## [What to work on]
Present every line of the rows below as a numbered list, omitting any blank lines.

— start Records for this exercise —

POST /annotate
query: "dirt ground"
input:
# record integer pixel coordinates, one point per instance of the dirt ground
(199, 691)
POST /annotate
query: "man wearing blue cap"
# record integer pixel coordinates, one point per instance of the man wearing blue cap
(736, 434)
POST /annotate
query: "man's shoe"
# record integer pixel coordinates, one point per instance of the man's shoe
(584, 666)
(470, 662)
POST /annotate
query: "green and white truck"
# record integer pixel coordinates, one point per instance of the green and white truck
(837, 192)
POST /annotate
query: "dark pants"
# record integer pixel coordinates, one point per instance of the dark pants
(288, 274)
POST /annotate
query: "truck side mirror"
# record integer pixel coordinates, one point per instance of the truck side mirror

— end Records for this exercise —

## [Answer to the task]
1. POST /annotate
2. query: "dirt ground"
3. input:
4. # record integer pixel coordinates, one point per instance of the dirt ground
5. (199, 691)
6. POST /annotate
7. query: "man wearing blue cap"
8. # record integer pixel coordinates, one point per instance of the man wearing blue cap
9. (736, 434)
10. POST /annotate
11. query: "man's shoe"
12. # record integer pixel coordinates, one point per instance of the man's shoe
13. (584, 666)
14. (470, 662)
15. POST /annotate
16. query: "green and white truck"
17. # record integer pixel coordinates, one point per instance of the green and white truck
18. (837, 192)
19. POST /annotate
20. query: "dark pants"
21. # record integer pixel coordinates, one point per instance of the dark pants
22. (288, 274)
23. POST /annotate
24. query: "truck side mirror"
25. # record integer pixel coordinates, one point per instance of the truck side mirror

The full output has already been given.